-- Source --
Figure 5.39 Triangular probability density function
Figure 5.39 Triangular probability density function

Audio processing programs like Adobe Audition or Sound Forge offer a variety of probability functions for noise shaping, as shown in Figure 5.40. The rectangular probability density function gives equal probability for all numbers within a given range. The Gaussian function weighs the probabilities according to a Gaussian rather than a triangular shape, so it would look like Figure 5.39 except more bell-shaped. This creates noise that is more like common environmental noise, like tape hiss.

Figure 5.40 Probability functions for noise shaping
Figure 5.40 Probability functions for noise shaping

Requantization without dithering, with dithering, and with dithering and noise shaping are compared in Figure 5.41.   A 16-bit audio file has been requantized to 4 bits (an unlikely scenario, but it makes the point).   From these graphs, it may look like noise shaping adds additional noise. In fact, the reason the noise graph looks more dense when noise shaping is added is that the frequency components are higher.

Figure 5.41 Comparison of requantization without dithering, with dithering, and with dithering and noise shaping
Figure 5.41 Comparison of requantization without dithering, with dithering, and with dithering and noise shaping

To examine this more closely, we can extract the noise into a separate audio file by subtracting the original file from the requantized one. We’ve done this for both cases – noise from dither, and noise from dither and noise shaping. (The noise includes the quantization error.) Closeups of the noise graphs are shown in Figure 5.42. What you should notice is that dither-with-noise-shaping noise has higher frequency components than dither-only noise.

Figure 5.42  Closeup of noise from dither and noise from dither with noise shaping (quantization noise included)
Figure 5.42 Closeup of noise from dither and noise from dither with noise shaping (quantization noise included)

You can see this also in the spectral view of the noise files in Figure 5.43. In a spectral view of an audio file, time is on the x-axis, frequency is on the y-axis, and the amplitude of the frequency is represented by the color at each (x,y) point. The lowest amplitude is represented by blue, medium amplitudes move from red to orange, and the highest amplitudes move from yellow to white. You can see that when dithering alone is applied, the noise is spread out over all frequencies. When noise shaping is added to dithering, there is less noise at low frequency and more noise at high frequency. The effect is to pull more of the noise to high frequencies, where it is noticed less by human ears. (ADCs also can filter out the high frequency noise if it is above the Nyquist frequency.)

Figure 5.43 Spectral view of noise from dithering and noise from dithering with noise shaping (quantization noise included)
Figure 5.43 Spectral view of noise from dithering and noise from dithering with noise shaping (quantization noise included)

-- Provided data --
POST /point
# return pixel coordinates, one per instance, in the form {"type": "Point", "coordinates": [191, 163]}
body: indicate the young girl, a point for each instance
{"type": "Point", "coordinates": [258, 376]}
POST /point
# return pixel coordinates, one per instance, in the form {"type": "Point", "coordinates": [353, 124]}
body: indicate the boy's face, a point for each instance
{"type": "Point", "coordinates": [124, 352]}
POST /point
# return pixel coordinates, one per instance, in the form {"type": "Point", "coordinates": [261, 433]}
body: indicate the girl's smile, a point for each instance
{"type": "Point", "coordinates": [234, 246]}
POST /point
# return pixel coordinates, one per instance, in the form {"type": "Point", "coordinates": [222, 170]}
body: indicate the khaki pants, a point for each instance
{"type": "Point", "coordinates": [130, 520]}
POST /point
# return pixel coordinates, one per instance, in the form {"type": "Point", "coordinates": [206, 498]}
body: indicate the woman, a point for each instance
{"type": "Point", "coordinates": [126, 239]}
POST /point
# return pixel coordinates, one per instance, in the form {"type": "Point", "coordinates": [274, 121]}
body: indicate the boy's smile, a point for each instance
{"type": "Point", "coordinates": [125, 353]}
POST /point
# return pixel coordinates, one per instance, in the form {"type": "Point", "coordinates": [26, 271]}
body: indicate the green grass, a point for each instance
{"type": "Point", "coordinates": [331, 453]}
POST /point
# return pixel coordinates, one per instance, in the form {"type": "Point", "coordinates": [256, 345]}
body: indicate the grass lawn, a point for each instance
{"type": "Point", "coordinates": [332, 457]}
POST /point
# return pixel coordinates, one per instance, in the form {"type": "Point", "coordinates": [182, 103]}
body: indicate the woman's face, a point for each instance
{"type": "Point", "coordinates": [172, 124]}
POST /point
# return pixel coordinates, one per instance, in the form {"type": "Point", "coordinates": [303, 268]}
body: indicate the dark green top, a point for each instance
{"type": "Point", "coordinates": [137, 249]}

-- Problems and tasks --
A - From the passage on dithering and noise shaping, list every color it names for showing amplitude in a spectral view.
B - Swap "human ears" for "listeners" in the passage on dithering and noise shaping, and write out the text between "You can see this" and "the Nyquist frequency.)", inclusive.

-- Answers to the exercise --
A - blue, red, orange, yellow, white

B -
You can see this also in the spectral view of the noise files in Figure 5.43. In a spectral view of an audio file, time is on the x-axis, frequency is on the y-axis, and the amplitude of the frequency is represented by the color at each (x,y) point. The lowest amplitude is represented by blue, medium amplitudes move from red to orange, and the highest amplitudes move from yellow to white. You can see that when dithering alone is applied, the noise is spread out over all frequencies. When noise shaping is added to dithering, there is less noise at low frequency and more noise at high frequency. The effect is to pull more of the noise to high frequencies, where it is noticed less by listeners. (ADCs also can filter out the high frequency noise if it is above the Nyquist frequency.)